# [Written request]
How many lines in the items below contain the word "blue"? Reply with the number alone.
┌────────
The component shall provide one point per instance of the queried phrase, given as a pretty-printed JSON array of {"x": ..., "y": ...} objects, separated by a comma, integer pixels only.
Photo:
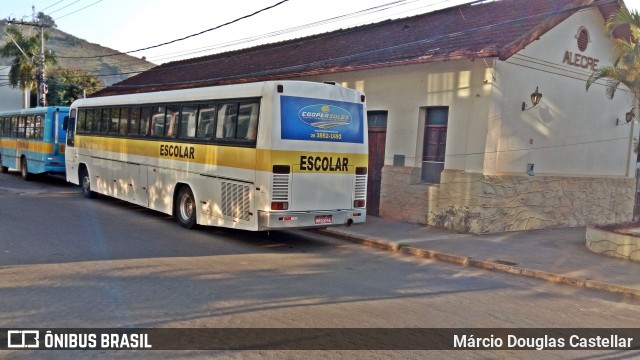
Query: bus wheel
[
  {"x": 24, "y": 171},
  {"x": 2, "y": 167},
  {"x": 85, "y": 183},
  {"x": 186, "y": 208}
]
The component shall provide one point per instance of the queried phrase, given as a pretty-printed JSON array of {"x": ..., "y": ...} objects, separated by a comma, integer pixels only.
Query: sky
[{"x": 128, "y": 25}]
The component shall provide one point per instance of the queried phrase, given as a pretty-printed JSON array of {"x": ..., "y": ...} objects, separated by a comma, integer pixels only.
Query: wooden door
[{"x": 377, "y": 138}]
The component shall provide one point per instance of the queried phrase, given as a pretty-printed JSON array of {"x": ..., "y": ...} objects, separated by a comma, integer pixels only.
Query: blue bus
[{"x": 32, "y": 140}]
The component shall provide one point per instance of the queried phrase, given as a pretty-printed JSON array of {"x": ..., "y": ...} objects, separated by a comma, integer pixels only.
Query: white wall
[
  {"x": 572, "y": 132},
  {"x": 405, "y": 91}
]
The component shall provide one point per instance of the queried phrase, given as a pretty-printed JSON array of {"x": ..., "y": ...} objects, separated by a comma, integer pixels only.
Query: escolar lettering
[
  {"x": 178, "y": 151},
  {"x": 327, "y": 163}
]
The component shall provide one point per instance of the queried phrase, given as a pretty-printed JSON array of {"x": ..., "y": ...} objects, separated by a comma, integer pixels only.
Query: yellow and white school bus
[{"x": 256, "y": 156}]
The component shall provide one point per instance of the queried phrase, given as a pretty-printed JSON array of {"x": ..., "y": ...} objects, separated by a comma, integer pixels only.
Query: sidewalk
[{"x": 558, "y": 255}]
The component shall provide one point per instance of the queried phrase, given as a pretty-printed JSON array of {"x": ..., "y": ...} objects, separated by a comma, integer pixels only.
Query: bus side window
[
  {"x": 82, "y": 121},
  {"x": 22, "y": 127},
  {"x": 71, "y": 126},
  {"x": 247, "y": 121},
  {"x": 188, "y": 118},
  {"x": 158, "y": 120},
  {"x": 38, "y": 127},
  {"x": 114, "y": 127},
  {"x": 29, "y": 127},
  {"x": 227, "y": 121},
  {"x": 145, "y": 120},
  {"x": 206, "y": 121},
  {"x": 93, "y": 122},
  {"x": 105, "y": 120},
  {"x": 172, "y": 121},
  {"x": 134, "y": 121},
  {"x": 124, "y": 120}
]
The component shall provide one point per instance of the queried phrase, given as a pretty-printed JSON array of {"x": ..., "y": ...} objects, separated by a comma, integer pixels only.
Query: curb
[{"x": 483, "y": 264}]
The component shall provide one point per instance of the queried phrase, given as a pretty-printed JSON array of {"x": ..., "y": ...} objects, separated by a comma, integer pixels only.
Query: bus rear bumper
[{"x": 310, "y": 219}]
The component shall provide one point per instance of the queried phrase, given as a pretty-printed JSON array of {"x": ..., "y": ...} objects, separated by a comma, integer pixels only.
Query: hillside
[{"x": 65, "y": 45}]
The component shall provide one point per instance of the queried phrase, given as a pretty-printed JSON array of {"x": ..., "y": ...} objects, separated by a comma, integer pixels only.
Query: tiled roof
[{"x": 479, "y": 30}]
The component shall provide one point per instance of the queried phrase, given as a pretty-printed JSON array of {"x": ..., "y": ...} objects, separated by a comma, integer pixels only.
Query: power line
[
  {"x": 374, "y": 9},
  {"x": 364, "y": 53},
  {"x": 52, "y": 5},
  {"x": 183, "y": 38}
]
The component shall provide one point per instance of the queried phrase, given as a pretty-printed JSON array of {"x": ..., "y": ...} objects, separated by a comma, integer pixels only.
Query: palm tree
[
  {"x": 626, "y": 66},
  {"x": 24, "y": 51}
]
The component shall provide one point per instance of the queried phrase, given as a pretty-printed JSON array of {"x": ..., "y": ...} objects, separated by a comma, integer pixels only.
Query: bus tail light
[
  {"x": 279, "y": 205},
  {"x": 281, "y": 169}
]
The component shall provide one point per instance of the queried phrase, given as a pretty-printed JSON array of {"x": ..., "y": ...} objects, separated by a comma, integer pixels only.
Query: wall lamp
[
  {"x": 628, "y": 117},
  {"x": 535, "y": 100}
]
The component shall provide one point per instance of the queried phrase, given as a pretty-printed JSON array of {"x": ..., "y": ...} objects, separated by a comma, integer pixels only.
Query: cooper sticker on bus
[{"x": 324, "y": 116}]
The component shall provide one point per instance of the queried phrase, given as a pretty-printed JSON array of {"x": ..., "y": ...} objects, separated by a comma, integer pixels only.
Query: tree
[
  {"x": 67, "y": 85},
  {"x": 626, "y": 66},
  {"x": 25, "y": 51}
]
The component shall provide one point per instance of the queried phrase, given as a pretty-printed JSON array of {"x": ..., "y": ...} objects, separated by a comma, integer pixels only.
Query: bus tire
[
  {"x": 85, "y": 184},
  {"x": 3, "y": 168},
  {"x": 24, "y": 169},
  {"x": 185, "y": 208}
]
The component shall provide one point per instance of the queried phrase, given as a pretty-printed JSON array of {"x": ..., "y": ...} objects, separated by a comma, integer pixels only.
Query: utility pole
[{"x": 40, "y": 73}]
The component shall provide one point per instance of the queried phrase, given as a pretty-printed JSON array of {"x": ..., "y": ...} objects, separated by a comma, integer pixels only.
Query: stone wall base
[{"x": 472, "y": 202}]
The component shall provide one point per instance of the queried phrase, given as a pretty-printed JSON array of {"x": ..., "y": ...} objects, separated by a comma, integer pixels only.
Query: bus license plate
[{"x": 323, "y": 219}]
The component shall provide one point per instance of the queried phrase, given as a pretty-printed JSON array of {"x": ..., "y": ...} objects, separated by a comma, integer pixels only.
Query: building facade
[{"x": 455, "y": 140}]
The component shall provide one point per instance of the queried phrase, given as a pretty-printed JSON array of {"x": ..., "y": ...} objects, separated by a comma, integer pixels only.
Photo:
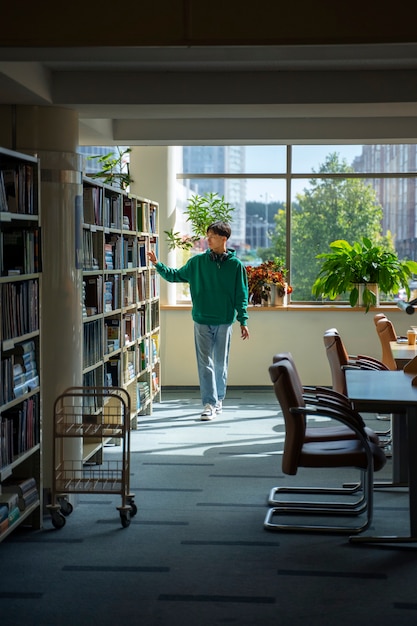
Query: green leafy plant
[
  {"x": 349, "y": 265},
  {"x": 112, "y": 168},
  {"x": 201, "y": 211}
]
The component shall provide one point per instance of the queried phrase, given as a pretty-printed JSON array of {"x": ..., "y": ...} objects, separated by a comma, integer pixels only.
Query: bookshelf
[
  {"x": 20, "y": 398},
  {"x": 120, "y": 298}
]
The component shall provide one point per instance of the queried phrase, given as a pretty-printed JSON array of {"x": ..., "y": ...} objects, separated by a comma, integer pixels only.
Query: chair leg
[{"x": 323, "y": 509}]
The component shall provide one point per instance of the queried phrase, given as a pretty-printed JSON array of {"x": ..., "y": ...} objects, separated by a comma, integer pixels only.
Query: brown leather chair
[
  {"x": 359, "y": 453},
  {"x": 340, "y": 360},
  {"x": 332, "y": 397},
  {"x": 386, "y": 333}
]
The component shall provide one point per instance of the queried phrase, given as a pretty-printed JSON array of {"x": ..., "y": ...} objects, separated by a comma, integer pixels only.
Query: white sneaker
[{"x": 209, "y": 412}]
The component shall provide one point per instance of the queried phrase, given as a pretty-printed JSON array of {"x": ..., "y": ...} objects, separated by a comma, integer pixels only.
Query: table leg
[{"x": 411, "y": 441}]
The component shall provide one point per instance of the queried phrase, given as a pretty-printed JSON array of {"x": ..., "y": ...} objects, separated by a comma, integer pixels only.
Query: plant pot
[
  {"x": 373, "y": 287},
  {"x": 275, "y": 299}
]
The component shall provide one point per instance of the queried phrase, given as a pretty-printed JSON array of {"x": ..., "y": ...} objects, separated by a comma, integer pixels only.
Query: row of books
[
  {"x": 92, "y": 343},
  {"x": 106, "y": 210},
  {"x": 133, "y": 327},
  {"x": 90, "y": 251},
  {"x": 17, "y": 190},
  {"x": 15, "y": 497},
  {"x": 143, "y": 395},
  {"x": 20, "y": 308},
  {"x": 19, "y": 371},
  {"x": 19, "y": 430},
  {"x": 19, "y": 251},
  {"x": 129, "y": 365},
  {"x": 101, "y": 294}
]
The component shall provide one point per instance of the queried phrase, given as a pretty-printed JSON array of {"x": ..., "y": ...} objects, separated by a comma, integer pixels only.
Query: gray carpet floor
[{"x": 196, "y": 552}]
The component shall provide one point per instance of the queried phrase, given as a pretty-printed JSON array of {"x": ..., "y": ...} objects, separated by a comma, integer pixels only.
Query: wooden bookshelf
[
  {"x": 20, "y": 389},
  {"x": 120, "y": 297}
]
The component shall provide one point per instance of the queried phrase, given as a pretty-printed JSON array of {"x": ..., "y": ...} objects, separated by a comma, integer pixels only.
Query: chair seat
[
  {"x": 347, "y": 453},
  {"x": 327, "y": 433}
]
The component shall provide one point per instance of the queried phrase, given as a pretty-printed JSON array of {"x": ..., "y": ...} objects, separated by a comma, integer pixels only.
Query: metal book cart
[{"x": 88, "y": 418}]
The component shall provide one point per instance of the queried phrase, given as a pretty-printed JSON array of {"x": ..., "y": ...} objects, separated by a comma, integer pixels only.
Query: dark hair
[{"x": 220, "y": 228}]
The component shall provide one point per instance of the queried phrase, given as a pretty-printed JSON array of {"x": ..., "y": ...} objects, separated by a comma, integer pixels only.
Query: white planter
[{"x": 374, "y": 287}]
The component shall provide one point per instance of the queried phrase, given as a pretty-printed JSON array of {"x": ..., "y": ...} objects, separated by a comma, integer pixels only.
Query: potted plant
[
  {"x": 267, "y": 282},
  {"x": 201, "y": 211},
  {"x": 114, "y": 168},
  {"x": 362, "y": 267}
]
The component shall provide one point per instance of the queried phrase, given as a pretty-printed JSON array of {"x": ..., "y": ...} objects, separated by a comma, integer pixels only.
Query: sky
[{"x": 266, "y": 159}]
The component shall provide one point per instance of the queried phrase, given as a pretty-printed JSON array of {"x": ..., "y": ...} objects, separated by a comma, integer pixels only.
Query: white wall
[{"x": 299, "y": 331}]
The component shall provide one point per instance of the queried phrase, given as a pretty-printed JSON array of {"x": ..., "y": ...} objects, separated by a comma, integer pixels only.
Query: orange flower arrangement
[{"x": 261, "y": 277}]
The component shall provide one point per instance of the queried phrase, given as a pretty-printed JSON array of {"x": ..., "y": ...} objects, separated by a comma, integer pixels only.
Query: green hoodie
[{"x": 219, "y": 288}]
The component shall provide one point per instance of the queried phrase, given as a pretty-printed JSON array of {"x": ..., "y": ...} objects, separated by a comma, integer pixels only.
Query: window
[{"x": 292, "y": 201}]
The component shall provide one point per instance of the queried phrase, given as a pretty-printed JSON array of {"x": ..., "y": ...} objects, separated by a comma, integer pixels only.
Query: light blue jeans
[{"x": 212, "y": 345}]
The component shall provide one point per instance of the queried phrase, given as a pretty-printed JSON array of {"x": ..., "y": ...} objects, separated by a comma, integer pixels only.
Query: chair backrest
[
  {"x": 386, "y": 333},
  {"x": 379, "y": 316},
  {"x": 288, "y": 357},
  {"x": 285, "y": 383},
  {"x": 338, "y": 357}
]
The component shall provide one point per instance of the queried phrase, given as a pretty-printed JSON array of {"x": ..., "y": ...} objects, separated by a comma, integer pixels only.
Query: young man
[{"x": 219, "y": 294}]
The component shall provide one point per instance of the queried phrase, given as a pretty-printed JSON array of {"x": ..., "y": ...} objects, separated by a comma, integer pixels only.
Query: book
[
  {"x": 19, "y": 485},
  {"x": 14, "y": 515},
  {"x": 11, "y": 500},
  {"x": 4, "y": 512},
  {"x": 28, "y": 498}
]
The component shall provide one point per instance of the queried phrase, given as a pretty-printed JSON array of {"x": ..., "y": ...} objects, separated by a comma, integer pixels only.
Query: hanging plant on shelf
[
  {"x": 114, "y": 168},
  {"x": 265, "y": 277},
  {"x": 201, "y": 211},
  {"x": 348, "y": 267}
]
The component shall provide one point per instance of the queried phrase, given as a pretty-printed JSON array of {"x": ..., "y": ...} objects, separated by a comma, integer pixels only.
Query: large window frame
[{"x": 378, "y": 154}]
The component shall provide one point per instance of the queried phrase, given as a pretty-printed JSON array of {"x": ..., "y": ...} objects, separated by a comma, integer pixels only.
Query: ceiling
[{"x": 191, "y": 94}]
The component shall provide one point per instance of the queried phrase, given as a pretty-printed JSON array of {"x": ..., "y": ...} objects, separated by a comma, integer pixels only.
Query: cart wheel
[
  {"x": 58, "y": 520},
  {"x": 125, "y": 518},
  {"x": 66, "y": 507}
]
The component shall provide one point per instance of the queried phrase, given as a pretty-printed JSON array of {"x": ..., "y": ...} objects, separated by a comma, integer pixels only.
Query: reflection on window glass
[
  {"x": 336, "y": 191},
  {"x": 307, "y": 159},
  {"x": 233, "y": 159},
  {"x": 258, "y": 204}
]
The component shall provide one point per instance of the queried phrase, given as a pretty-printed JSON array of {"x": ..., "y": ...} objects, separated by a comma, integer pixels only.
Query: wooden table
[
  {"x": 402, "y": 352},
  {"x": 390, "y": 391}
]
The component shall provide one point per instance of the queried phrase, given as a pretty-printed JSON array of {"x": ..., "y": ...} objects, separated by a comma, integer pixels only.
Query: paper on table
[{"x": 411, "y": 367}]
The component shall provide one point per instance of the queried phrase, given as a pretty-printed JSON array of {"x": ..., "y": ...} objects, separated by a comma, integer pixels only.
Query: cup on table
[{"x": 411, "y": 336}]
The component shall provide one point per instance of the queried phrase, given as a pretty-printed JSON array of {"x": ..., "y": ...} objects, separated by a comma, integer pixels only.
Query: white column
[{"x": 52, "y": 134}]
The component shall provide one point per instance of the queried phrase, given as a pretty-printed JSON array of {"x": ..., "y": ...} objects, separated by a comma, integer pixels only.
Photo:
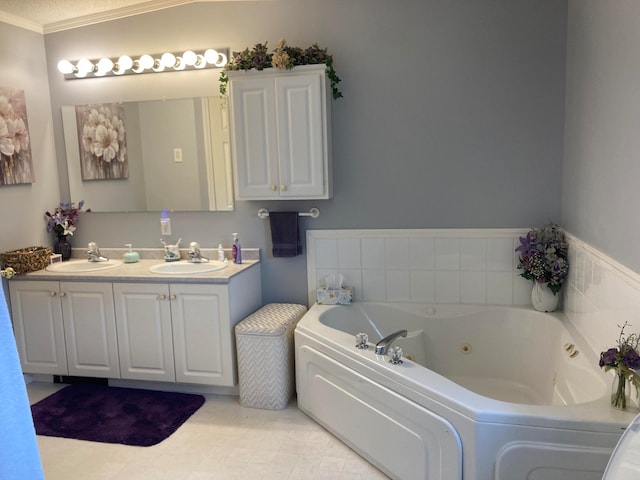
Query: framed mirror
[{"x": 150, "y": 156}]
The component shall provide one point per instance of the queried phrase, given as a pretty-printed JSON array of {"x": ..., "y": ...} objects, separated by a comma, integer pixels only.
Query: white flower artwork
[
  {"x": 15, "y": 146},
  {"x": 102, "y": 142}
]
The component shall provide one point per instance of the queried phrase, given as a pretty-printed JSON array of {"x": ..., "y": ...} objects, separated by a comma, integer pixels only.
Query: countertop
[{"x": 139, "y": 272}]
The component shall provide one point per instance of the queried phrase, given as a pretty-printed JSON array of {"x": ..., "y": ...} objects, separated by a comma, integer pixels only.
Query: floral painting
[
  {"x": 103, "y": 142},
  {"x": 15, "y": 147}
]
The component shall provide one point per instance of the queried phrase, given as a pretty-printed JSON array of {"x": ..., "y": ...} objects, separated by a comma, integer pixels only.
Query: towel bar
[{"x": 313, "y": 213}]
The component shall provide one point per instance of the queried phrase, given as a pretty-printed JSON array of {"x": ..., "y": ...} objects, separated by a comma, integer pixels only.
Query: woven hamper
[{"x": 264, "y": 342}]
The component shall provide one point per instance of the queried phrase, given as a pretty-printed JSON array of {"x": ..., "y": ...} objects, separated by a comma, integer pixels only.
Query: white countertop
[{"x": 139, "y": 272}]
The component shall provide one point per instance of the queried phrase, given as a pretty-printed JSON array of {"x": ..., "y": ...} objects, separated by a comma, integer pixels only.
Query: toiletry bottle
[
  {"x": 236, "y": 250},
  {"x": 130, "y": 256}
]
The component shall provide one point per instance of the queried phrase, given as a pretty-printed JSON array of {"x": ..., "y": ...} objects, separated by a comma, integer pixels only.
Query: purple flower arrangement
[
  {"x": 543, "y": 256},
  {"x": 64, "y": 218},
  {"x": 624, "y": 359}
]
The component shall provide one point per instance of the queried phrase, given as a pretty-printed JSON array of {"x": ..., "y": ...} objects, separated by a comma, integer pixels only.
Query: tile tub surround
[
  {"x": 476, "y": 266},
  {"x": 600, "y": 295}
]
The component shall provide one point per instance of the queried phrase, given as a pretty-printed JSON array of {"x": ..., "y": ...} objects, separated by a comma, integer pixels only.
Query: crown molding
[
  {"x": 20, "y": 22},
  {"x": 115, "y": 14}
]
└────────
# [Reply]
2